* [What you have to do]: Write out every line of the rows below as a numbered list, leaving out the blank lines.

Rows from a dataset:
□ □ □

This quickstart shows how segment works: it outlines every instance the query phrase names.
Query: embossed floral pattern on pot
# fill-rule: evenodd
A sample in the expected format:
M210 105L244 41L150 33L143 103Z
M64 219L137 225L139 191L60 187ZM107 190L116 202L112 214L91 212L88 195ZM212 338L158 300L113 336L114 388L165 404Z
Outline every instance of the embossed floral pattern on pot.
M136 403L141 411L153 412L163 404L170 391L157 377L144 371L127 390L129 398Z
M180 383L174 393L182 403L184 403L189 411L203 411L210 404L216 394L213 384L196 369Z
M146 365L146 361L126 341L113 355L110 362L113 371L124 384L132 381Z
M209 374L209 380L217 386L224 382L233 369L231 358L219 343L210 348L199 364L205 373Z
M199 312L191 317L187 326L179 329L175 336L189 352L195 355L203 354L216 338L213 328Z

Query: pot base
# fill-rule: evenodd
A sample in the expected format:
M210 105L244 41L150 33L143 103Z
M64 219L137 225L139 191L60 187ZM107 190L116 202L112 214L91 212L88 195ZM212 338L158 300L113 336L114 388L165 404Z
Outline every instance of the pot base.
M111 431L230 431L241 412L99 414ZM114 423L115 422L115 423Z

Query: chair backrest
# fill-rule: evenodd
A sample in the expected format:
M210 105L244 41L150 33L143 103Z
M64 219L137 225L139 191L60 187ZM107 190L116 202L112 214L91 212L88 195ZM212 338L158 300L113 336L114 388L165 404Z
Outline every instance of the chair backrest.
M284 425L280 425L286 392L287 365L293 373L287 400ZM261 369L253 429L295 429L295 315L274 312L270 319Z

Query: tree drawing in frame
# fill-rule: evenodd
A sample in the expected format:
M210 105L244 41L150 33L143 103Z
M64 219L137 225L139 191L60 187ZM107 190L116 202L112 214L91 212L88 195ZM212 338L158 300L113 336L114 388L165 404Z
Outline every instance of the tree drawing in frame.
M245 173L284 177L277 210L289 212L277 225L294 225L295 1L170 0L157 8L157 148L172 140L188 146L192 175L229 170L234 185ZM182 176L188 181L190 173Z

□ □ □

* [Reply]:
1. This quickstart shows how segment works: it outlines every instance the query phrase names.
2. Query: embossed floral pattern on pot
3. # fill-rule: evenodd
4. A sample in the expected format:
5. M210 105L244 41L150 33L143 103Z
6. M64 219L137 225L139 191L60 187ZM107 190L116 202L112 214L91 212L88 195ZM212 338L158 300L113 336L114 388L165 404Z
7. Outline every instance of the embossed floral pattern on pot.
8. M136 403L141 411L153 412L163 404L170 391L157 377L144 371L127 390L129 398Z
9. M180 383L174 393L182 403L184 403L189 411L203 411L210 404L216 394L213 384L196 369Z
10. M146 365L146 361L126 341L113 355L110 362L113 371L124 384L132 381Z
11. M209 374L209 380L217 386L224 382L233 369L231 358L219 343L210 348L199 364L205 373Z
12. M199 312L191 317L187 326L179 329L175 336L189 352L195 355L203 354L216 338L213 328Z
13. Query: pot base
14. # fill-rule: evenodd
15. A sample in the expected format:
16. M210 105L244 41L150 33L143 103Z
17. M64 219L137 225L139 191L60 187ZM107 190L116 202L112 214L91 212L88 195ZM212 338L158 300L113 336L114 388L165 404Z
18. Outline every instance of the pot base.
19. M111 431L230 431L241 412L99 414ZM114 423L115 422L115 423Z
20. Query: chair backrest
21. # fill-rule: evenodd
22. A sample in the expected format:
23. M210 105L244 41L150 33L143 103Z
24. M64 219L137 225L139 191L60 187ZM107 190L116 202L112 214L91 212L88 195ZM212 338L158 300L113 336L114 388L165 404Z
25. Outline every instance of the chair backrest.
26. M284 425L280 425L286 392L287 365L293 373L287 400ZM261 369L253 429L295 429L295 315L274 312L270 319Z
27. Query: tree drawing in frame
28. # fill-rule: evenodd
29. A sample in the expected format:
30. M210 105L244 41L150 33L143 103Z
31. M64 219L137 225L139 191L60 187ZM107 190L116 202L112 214L91 212L88 195ZM212 338L158 300L113 336L114 388L165 404Z
32. Outline every instance of the tree drawing in frame.
33. M245 173L284 177L277 210L289 212L277 225L294 225L295 1L170 0L157 8L157 148L172 140L188 146L192 175L229 170L234 185ZM182 176L188 181L190 173Z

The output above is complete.